■ TEXTE DE LECTURE

=====

La version de l’historien Gilbert Meynier est très différente : «À l’occasion de la visite de De Gaulle en Algérie prévue pour décembre, les ultras du Front pour l’Algérie Française organisèrent des manifestations contre la politique gaullienne “d’abandon”. Elles tournèrent parfois au combat de rue et furent émaillées de provocations contre les Algériens et de “ratonnades”. À Alger, ce fut au départ en réaction contre les ultras que […] des milliers de jeunes gens descendirent dans la rue, à partir de l’après-midi du 10 décembre […] Les manifestations culminèrent le lendemain 11. Armés de gourdins, de barres de fer, de chaînes de vélos, les manifestants […] s’en prirent aux Européens rencontrés et ils saccagèrent la grande synagogue de la Casbah […] Dans l’après-midi […] des troupes françaises […] ouvrirent le feu à l’arme automatique sur les foules de manifestants» (G. Meynier, Histoire intérieure du FLN, Fayard, 2002, p. 465).
Le bilan officiel (cité par G. Meynier, p. 466), est de 120 morts, dont 90 à Alger, parmi lesquels 112 Algériens (dont 84 à Alger). Si, de source algérienne, le bilan serait plus lourd, la question se pose une nouvelle fois : sur quoi les auteurs du documentaire se fondent-ils pour avancer le chiffre de 200 morts algériens pour la seule ville d’Alger ? Pourquoi font-ils peser sur les “ultras” l’initiative des coups de feu ? Pourquoi n’évoquent-ils pas le caractère xénophobe des manifestations algériennes, relevé par de nombreux témoins ? Pourquoi taisent-ils l’incendie de la grande synagogue de la Casbah ?
- Manifestation du 17 octobre 1961 à Paris.
1°. Dans leur présentation du contexte expliquant cette manifestation, les auteurs du documentaire évoquent «les agressions» dont ont été victimes de nombreux policiers de la part du FLN. Quel bel euphémisme ! Voici ramenés à de simples «agressions» l’assassinat de 22 policiers entre janvier et le 16 octobre 1961 (et plus 74 blessés).
2°. «Trente mille Algériens se réunissent pour protester contre le couvre-feu» qui leur est imposé par la Préfecture de Police. Spontanément ? On pourrait le supposer puisque le documentaire oublie d’avertir que cette manifestation est organisée par le FLN et que tous les Algériens de la région parisienne devaient y participer sous peine de sanction.
3°. Quant au bilan de la répression policière, pourquoi le documentaire accrédite-t-il le chiffre faux d’une centaine de victimes, alors que ses auteurs n’ignorent évidemment pas le livre de Jean-Paul Brunet, Police contre FLN, Le drame d’octobre 1961 (Flammarion, 1999) qui, après une étude scrupuleuse des sources, avance le bilan, jamais sérieusement contestée, de 30 à 40 morts ?

=====

■ CONTENU DES DONNÉES
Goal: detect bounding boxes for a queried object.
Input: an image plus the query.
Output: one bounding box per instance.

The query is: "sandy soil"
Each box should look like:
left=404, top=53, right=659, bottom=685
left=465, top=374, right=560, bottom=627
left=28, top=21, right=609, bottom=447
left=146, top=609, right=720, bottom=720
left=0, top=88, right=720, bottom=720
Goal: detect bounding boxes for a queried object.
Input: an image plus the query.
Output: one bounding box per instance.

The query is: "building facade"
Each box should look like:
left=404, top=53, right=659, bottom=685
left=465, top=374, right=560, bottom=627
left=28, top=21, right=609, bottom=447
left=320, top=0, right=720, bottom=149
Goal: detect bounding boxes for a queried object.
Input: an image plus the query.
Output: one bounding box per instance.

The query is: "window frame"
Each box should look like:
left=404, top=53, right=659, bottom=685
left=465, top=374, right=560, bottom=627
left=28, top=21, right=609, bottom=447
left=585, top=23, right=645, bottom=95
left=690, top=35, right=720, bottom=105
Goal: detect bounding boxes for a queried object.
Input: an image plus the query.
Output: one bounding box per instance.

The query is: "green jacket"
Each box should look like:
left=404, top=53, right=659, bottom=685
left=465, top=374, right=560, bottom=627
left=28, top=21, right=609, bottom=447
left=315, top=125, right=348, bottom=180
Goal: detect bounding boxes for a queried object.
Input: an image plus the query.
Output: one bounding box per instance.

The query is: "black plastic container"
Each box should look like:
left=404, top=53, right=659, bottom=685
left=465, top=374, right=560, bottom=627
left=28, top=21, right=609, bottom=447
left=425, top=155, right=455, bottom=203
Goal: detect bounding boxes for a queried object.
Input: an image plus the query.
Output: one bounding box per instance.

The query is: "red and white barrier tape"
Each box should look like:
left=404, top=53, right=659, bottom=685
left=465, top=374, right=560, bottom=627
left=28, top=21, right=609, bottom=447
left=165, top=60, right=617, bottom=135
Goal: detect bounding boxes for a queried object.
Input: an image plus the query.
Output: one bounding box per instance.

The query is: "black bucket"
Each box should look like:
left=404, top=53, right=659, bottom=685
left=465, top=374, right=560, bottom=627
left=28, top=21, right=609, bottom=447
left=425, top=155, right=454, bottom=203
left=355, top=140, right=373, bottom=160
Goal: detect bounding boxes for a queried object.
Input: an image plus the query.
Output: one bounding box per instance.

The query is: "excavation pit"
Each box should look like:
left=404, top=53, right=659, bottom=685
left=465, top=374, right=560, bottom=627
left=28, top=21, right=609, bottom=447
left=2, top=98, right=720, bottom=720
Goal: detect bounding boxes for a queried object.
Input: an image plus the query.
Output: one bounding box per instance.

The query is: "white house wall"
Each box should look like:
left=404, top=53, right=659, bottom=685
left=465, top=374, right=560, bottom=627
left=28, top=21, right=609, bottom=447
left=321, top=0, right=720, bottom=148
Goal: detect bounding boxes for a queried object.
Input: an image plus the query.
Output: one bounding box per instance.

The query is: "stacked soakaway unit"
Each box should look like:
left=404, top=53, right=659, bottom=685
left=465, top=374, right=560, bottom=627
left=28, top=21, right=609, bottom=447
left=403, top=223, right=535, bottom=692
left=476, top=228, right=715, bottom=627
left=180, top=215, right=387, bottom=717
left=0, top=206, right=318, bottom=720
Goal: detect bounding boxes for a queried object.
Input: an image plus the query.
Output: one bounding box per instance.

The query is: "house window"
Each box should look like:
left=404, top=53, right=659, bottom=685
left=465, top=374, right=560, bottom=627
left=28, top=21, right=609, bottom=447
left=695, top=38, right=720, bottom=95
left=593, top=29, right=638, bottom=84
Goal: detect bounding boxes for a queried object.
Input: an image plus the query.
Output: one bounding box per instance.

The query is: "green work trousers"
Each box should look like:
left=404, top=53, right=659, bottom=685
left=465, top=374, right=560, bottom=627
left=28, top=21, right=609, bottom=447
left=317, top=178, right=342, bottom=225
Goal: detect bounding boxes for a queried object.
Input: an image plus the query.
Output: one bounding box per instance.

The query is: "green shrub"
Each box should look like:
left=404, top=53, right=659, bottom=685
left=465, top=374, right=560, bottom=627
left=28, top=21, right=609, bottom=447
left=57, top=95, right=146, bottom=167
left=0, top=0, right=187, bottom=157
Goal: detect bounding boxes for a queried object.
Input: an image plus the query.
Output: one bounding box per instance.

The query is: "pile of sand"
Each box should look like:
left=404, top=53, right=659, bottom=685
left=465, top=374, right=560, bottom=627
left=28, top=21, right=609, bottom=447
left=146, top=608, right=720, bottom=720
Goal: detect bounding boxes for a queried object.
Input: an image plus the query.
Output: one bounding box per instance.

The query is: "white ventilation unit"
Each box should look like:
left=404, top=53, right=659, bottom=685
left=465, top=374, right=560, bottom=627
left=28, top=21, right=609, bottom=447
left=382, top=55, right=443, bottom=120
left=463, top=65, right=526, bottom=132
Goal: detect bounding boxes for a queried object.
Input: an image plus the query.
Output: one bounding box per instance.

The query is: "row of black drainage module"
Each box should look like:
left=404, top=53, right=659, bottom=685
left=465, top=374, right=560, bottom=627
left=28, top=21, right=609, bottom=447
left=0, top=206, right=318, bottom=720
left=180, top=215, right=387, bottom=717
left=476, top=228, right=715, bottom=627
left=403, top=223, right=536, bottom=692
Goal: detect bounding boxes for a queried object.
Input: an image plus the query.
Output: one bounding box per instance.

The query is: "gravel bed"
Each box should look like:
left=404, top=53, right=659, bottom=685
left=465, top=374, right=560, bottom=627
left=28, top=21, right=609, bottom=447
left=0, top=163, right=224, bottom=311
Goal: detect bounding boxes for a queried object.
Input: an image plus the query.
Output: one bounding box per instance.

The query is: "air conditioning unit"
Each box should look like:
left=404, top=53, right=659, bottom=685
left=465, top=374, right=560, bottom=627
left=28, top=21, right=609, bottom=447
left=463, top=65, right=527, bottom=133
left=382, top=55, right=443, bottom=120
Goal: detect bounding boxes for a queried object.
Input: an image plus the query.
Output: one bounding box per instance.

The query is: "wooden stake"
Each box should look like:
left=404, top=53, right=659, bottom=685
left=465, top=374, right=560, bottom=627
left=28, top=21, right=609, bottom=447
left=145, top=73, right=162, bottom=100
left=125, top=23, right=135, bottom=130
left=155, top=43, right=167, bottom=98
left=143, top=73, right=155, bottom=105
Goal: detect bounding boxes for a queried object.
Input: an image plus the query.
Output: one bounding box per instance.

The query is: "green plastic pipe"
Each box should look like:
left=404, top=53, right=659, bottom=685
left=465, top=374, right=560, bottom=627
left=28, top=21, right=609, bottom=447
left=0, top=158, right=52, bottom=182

=====

■ CONSIGNES
1 – D'après le texte sur les manifestations d'Alger et de Paris, combien de policiers ont été assassinés entre janvier et le 16 octobre 1961 ?
2 – Poursuivez le texte sur les manifestations d'Alger et de Paris à la suite de sa dernière phrase.
Les lignes ne jouent ici aucun rôle.

■ CORRIGÉ DES EXERCICES
1 – 22 policiers.

2 –
- Enlèvements de civils Européens par le FLN après le 19 mars 1962 : le documentaire les justifie par la politique de terre brûlée de l’OAS. C’est oublier que ces enlèvements, pratiqués dès 1955, sont bien antérieurs à la création de l’OAS (Jean-Jacques Jordi, Un Silence d’État, SOTECA, 2011) et qu’ils relèvent d’une politique délibérée d’épuration ethnique mise en œuvre par le FLN, même si tout ses militants et dirigeants ne partageaient pas cette option.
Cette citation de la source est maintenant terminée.